▸ What is needed: Quote, word for word, the passage of the article on staff poaching from "It's open season" to "rising workplace vacancies.".

───── Text section ─────

Woman Being Interviewed

It's open season as poaching makes a comeback

Good news for those pitching for pay rises

Written by Professor Gary Martin FAIM
3 minute read
Woman Being Interviewed

The practice of poaching is making a hasty comeback as the war for workplace talent heats up.  

Its dramatic return has left many questioning whether hunting down a rival’s staff is an acceptable way of filling rapidly rising workplace vacancies.

Employers are not just having a hard time attracting workers, they are increasingly struggling to hold onto those they have.

Less than two years ago, bosses were cutting working hours, standing staff down and forcing redundancies. Now those in charge are desperately looking for more workers.

The rapid bounce-back in some parts of the employment market is good news for those pitching for pay rises and better working conditions.

It is not just high-flyers who are being sought out as the poaching season cranks up.

Shortages appear to be so extreme in some sectors that raids on rivals’ talent have become increasingly commonplace.

───── Data rows ─────

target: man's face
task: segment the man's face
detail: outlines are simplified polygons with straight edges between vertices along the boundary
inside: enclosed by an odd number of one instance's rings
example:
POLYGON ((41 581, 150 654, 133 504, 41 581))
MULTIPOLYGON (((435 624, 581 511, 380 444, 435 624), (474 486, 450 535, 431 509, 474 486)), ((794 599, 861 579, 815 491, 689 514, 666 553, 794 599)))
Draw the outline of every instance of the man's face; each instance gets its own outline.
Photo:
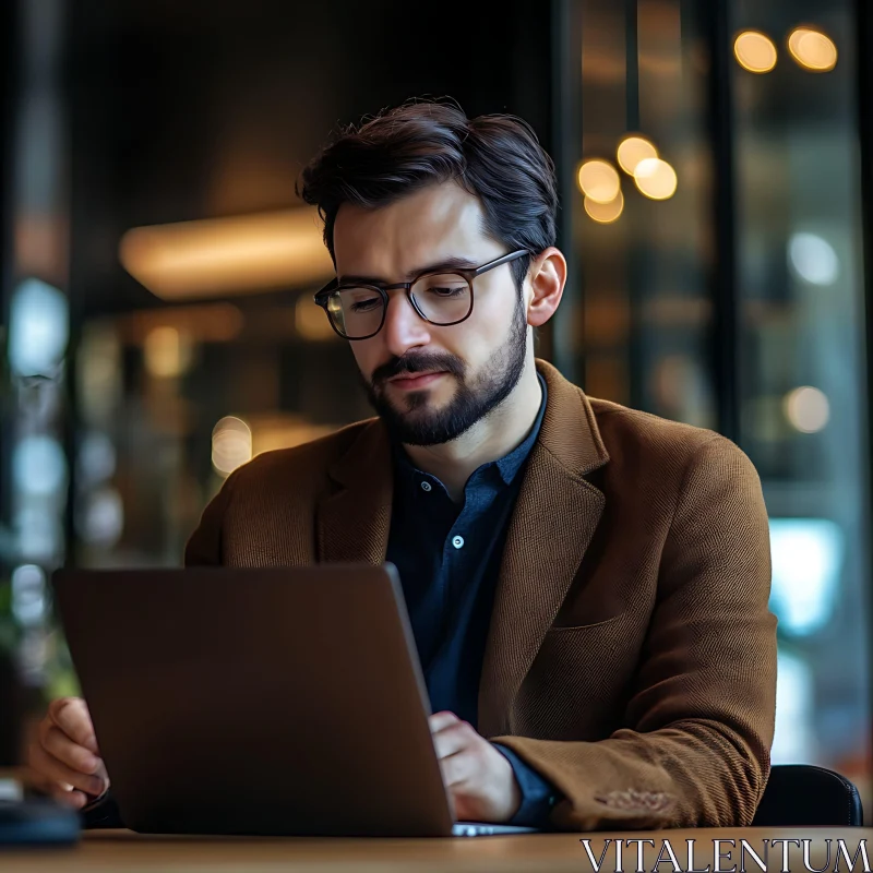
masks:
MULTIPOLYGON (((478 267, 506 254, 482 232, 478 199, 457 184, 432 186, 379 210, 344 204, 334 226, 340 279, 407 282, 450 259, 478 267)), ((502 403, 524 370, 527 321, 509 264, 474 282, 471 315, 435 326, 403 289, 388 291, 382 330, 351 350, 370 400, 409 445, 450 442, 502 403)))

─────

▸ Reply to the exercise:
It's open season as poaching makes a comeback

Good news for those pitching for pay rises

Written by Professor Gary Martin FAIM
3 minute read
Woman Being Interviewed

The practice of poaching is making a hasty comeback as the war for workplace talent heats up.  

Its dramatic return has left many questioning whether hunting down a rival’s staff is an acceptable way of filling rapidly rising workplace vacancies.